_Task requirements_
Transcribe the records exactly from the line with "Readme: the locator spots each instance of the man's left" to the end, both included.

_Supplied data_
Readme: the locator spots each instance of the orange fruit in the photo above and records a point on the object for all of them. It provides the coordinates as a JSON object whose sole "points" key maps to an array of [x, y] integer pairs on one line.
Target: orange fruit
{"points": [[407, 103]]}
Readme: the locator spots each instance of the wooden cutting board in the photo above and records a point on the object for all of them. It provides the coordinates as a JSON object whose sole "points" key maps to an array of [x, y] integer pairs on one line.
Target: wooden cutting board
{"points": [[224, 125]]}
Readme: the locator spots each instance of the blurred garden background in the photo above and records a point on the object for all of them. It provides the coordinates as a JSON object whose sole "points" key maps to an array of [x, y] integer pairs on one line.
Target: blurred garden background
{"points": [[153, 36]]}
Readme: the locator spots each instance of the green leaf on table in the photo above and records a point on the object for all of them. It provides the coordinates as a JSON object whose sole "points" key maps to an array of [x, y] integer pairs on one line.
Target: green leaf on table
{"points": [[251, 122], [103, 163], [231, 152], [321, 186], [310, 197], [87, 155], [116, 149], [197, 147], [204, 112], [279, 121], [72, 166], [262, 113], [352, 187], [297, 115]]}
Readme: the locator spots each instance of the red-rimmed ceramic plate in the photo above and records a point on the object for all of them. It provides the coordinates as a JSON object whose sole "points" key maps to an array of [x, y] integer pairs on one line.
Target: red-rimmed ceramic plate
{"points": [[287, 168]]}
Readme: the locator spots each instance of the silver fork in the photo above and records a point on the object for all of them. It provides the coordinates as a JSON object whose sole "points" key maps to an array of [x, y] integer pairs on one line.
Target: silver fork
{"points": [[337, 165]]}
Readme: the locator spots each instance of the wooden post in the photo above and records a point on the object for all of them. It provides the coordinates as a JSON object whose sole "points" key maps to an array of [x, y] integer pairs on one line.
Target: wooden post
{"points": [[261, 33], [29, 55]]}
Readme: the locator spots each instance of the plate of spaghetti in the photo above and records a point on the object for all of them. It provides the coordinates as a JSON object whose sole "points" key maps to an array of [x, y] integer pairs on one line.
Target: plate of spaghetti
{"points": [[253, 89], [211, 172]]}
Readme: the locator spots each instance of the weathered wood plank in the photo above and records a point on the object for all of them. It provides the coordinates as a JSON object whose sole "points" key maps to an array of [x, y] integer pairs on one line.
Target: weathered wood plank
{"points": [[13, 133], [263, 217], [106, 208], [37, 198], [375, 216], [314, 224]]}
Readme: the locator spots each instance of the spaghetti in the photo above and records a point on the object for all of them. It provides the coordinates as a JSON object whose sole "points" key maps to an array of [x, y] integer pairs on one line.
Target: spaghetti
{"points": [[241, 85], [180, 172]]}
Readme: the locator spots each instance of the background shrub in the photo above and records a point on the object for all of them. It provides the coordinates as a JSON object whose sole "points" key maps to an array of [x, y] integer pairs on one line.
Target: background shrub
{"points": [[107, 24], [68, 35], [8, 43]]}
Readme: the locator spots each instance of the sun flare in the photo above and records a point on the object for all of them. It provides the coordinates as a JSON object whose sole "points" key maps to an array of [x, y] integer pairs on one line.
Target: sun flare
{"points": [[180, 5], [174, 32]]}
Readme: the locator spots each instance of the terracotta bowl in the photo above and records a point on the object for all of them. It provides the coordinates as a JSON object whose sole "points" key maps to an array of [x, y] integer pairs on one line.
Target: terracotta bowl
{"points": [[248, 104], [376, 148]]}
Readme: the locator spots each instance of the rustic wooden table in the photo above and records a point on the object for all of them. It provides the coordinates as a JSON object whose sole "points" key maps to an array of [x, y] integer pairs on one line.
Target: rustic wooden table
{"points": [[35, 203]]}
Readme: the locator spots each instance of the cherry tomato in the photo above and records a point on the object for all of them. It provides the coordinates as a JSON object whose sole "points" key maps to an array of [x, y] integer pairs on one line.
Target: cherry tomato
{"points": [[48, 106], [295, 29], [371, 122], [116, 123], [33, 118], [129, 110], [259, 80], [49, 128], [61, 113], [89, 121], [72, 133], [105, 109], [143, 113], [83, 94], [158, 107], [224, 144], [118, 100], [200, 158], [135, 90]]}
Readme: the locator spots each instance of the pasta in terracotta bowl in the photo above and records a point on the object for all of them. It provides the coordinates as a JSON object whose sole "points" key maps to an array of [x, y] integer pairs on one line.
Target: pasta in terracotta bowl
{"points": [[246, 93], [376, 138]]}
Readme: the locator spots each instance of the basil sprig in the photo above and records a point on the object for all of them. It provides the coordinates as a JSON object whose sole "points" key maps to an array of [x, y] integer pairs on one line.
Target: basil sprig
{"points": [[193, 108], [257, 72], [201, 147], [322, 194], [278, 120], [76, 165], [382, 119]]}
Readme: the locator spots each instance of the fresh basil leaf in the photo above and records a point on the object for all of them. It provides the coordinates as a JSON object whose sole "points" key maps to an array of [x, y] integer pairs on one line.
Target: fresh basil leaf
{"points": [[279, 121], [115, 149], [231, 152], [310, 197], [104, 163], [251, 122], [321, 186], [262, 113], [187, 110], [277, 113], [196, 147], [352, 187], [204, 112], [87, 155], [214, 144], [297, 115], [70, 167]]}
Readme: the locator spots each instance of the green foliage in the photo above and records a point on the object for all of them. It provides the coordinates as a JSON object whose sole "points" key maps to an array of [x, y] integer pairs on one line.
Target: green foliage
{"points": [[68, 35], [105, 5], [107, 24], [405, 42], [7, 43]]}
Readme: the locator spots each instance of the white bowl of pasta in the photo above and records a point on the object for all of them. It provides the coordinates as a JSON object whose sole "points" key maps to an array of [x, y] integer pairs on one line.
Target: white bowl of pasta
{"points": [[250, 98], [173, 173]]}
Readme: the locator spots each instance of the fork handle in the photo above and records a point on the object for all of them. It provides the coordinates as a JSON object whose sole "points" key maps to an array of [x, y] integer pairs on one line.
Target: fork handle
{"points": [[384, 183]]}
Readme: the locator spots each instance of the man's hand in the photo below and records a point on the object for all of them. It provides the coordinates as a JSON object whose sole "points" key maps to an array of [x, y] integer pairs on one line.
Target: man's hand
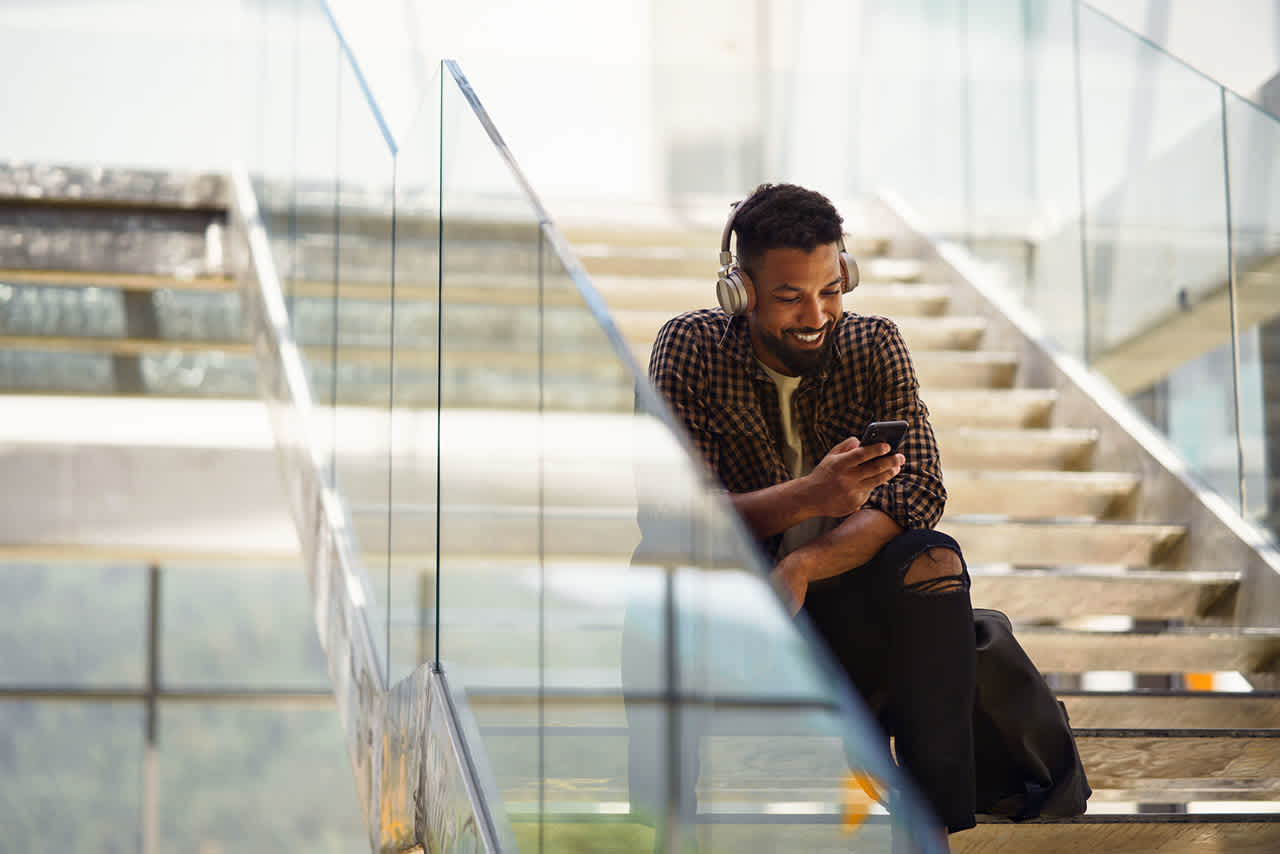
{"points": [[841, 483], [790, 580]]}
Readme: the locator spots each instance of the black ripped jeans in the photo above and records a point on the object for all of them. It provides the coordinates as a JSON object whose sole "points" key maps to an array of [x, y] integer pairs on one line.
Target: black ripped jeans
{"points": [[909, 649]]}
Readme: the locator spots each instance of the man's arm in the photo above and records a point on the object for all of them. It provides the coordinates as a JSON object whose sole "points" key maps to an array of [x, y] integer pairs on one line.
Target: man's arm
{"points": [[851, 543], [837, 485]]}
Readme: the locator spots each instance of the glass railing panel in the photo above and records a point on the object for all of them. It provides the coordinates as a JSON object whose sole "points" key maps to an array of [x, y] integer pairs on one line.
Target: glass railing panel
{"points": [[81, 759], [108, 644], [1155, 186], [612, 615], [1253, 150], [361, 347], [272, 65], [490, 397], [305, 234], [238, 628], [287, 762], [1052, 286], [1156, 240], [912, 91], [411, 584], [1000, 115]]}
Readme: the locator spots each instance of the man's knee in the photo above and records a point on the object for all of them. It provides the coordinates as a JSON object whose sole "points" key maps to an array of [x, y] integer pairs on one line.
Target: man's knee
{"points": [[938, 570]]}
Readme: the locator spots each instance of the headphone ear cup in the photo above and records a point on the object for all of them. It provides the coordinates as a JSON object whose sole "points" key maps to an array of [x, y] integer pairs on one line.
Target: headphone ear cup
{"points": [[735, 292], [850, 277]]}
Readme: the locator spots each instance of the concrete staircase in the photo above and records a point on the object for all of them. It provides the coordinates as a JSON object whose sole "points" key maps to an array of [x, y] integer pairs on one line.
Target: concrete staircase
{"points": [[118, 284]]}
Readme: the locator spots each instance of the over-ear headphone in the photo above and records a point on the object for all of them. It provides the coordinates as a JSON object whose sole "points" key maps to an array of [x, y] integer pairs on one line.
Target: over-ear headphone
{"points": [[734, 288]]}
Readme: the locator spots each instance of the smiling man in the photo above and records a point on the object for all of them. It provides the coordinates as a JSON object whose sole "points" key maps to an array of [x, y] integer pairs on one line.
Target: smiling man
{"points": [[775, 387]]}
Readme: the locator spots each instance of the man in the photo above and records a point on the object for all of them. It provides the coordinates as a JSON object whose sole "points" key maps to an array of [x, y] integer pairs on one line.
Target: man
{"points": [[775, 389]]}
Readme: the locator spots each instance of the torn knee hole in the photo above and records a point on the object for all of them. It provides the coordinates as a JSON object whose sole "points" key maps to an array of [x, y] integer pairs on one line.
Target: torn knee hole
{"points": [[937, 570]]}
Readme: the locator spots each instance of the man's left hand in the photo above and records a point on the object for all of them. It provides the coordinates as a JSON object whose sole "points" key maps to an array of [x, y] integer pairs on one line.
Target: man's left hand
{"points": [[791, 583]]}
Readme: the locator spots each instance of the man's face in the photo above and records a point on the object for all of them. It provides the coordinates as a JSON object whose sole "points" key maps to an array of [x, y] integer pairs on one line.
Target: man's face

_Solution to this problem_
Readme: the locator spots each instance of the man's left hand in the photo above and records a point on the object for all of them. It provides the coordinates as a JSON object whose sole "points" key maps to an array of [x, y] integer pairs on one line.
Target: man's left hand
{"points": [[791, 583]]}
Readme: the locator spots each instance of the man's face in the photo above and records a point on the object for all of them. It provides the coordinates as a JSON object whose sole "points" key maps to an array of [x, y] integer pairs on one line.
Target: man's face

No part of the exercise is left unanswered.